* _REQUEST_
Duplicate the following lines exactly, leaving out the pictures.

Pointing dataset excerpts
• • • • • • •
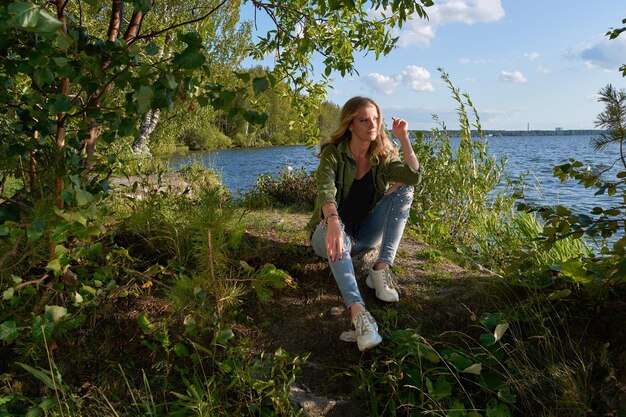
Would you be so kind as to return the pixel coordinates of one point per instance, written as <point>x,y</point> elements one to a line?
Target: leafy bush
<point>291,188</point>
<point>204,138</point>
<point>414,377</point>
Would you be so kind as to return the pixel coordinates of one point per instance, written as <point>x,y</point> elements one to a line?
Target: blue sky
<point>535,64</point>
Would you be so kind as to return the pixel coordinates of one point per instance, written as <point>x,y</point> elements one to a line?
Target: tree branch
<point>188,22</point>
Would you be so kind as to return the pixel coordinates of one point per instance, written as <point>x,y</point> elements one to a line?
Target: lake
<point>537,155</point>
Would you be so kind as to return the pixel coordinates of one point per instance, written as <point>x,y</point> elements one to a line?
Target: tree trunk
<point>148,124</point>
<point>151,119</point>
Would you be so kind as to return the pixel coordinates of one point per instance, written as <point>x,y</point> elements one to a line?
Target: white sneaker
<point>382,281</point>
<point>367,335</point>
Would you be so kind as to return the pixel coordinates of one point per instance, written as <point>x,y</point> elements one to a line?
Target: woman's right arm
<point>326,174</point>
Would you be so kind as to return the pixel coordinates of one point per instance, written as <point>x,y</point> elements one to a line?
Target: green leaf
<point>487,339</point>
<point>181,350</point>
<point>144,99</point>
<point>35,231</point>
<point>8,331</point>
<point>61,104</point>
<point>43,376</point>
<point>8,293</point>
<point>26,14</point>
<point>190,58</point>
<point>260,85</point>
<point>144,322</point>
<point>47,23</point>
<point>500,330</point>
<point>83,197</point>
<point>440,389</point>
<point>223,336</point>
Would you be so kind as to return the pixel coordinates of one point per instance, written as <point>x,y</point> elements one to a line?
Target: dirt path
<point>436,296</point>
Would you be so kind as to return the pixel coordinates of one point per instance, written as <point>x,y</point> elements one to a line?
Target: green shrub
<point>204,138</point>
<point>290,188</point>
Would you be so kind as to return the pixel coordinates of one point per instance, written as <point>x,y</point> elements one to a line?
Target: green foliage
<point>410,376</point>
<point>458,184</point>
<point>290,188</point>
<point>209,138</point>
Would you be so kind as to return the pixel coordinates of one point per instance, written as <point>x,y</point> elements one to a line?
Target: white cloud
<point>600,53</point>
<point>421,32</point>
<point>382,83</point>
<point>543,70</point>
<point>414,77</point>
<point>512,77</point>
<point>531,56</point>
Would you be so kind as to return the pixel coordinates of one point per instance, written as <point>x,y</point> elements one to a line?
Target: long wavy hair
<point>383,148</point>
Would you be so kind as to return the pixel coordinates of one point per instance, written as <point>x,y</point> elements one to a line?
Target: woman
<point>364,195</point>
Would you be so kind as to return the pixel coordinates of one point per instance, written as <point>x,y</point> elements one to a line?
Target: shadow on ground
<point>437,296</point>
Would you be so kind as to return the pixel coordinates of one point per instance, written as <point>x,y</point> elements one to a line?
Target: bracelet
<point>331,215</point>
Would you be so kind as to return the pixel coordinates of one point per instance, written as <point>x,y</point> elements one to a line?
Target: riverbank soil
<point>436,296</point>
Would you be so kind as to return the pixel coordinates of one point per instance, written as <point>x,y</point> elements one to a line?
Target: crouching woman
<point>364,195</point>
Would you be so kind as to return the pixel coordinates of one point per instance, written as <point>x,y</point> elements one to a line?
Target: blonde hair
<point>383,148</point>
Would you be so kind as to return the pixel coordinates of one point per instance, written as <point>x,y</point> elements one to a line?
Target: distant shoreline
<point>501,133</point>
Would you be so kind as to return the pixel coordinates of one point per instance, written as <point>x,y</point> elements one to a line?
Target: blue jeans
<point>383,225</point>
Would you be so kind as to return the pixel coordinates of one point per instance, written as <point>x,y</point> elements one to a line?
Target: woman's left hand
<point>400,128</point>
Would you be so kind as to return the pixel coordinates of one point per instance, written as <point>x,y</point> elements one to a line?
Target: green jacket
<point>337,169</point>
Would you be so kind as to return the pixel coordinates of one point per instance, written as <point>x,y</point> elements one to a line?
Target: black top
<point>355,208</point>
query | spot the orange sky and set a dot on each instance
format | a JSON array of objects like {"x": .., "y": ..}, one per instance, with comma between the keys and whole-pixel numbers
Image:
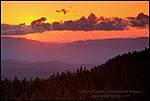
[{"x": 15, "y": 12}]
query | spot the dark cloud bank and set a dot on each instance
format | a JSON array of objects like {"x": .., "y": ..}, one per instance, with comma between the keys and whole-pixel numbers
[{"x": 86, "y": 24}]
• • • • • • •
* _SOLUTION FOR THIS TASK_
Would you be so kind as to return the pixel coordinates of one point per instance, written as <point>x,y</point> elements one to a line?
Target: leafy bush
<point>291,188</point>
<point>204,138</point>
<point>414,377</point>
Would you be so kind as to return the pixel coordinates of one point per instance, written as <point>x,y</point> elements one to a line?
Target: blue sky
<point>535,64</point>
Would you be so kind as to return the pixel coordinates of one point per instance, written as <point>x,y</point> elements one to a line?
Target: tree branch
<point>188,22</point>
Would you be so kind as to return the pixel coordinates of one point per instance, written as <point>x,y</point> elements one to a line?
Target: lake
<point>537,155</point>
Would you be so kind as to return the pixel coordinates of one point per instance, written as <point>x,y</point> elements one to a line?
Target: tree trunk
<point>148,124</point>
<point>151,119</point>
Would you be so kind as to return the pixel coordinates of one point per instance, written as <point>x,y</point> elements one to a line?
Target: white sneaker
<point>382,281</point>
<point>367,335</point>
Would you be so kind as to return the pixel coordinates of one point per instance, written as <point>x,y</point> elements one to a line?
Target: woman's right arm
<point>326,174</point>
Would you be so kind as to return the pixel coordinates of one point per instance, written as <point>x,y</point> elements one to a line?
Target: green leaf
<point>487,339</point>
<point>181,350</point>
<point>144,99</point>
<point>35,231</point>
<point>8,331</point>
<point>61,104</point>
<point>43,376</point>
<point>8,293</point>
<point>26,14</point>
<point>190,58</point>
<point>260,85</point>
<point>144,322</point>
<point>47,23</point>
<point>500,330</point>
<point>83,197</point>
<point>440,389</point>
<point>223,336</point>
Would you be so kind as to return the pixel coordinates of one point per instance, written as <point>x,y</point> elements one to a line?
Target: dirt path
<point>436,296</point>
Would you be so kind as to return the pixel coordinates of one point per instance, written as <point>x,y</point> elements one to a line?
Target: green shrub
<point>204,138</point>
<point>290,188</point>
Would you be so kind as to return the pixel coordinates of one point per instance, written as <point>x,y</point> elements one to a line?
Target: green foliage
<point>410,376</point>
<point>458,184</point>
<point>290,188</point>
<point>209,138</point>
Would you be so kind as to return the pixel coordinates of one point per instance, written as <point>x,y</point> elements one to a line?
Target: white cloud
<point>600,53</point>
<point>421,32</point>
<point>382,83</point>
<point>543,70</point>
<point>414,77</point>
<point>512,77</point>
<point>531,56</point>
Would you be so kind as to return the pixel coordinates of one point per instance, written as <point>x,y</point> elements one to a line?
Target: long wavy hair
<point>383,148</point>
Would you be so kind as to return the pixel coordinates of one point per instance, written as <point>x,y</point> elements one to a line?
Target: woman
<point>364,195</point>
Would you be so kind as to return the pixel coordinates of one point per instance, written as <point>x,y</point> elements one to a line?
Target: shadow on ground
<point>437,296</point>
Would you be so kind as to return the pixel coordinates of one point per instance, written as <point>x,y</point> elements one to a line?
Target: bracelet
<point>331,215</point>
Would you be so kind as to return the pixel coordinates of one point per instance, written as <point>x,y</point> elements one to a line?
Target: riverbank soil
<point>436,296</point>
Would you be so kind as to return the pixel coordinates of one point per instance, written as <point>x,y</point> elements one to a line?
Target: crouching woman
<point>364,195</point>
Would you be so kind as to return the pixel coordinates of one point per instance, written as <point>x,y</point> elements one to a line?
Target: blonde hair
<point>383,148</point>
Would you be so kind as to return the pixel coordinates of one point per instance, written as <point>x,y</point> elements one to a line?
Target: distant shoreline
<point>501,133</point>
Would you be so kind as to return the pixel coordinates of one point per instance, written as <point>x,y</point> elements one to a line?
Target: blue jeans
<point>383,225</point>
Would you be so kind as to return the pixel coordinates of one point per instance, written as <point>x,y</point> elements one to a line?
Target: woman's left hand
<point>400,128</point>
Would you be so kind as to return the pixel coordinates of one point per instance, written as <point>x,y</point> elements one to a line?
Target: green jacket
<point>337,169</point>
Would you be so kind as to return the pixel coordinates of one point per instance, written as <point>x,y</point> elements one to a line?
Target: black top
<point>355,208</point>
query | spot the orange sky and set a dot on each instance
format | a JSON array of objects like {"x": .., "y": ..}, one per instance, with comma between the keys and whole-pixel numbers
Image:
[{"x": 15, "y": 12}]
query | spot the dark cloud bank and set a dot on each instance
format | a JSON array of objects like {"x": .., "y": ..}, one per instance, with comma between the keys and whole-pixel numbers
[{"x": 86, "y": 24}]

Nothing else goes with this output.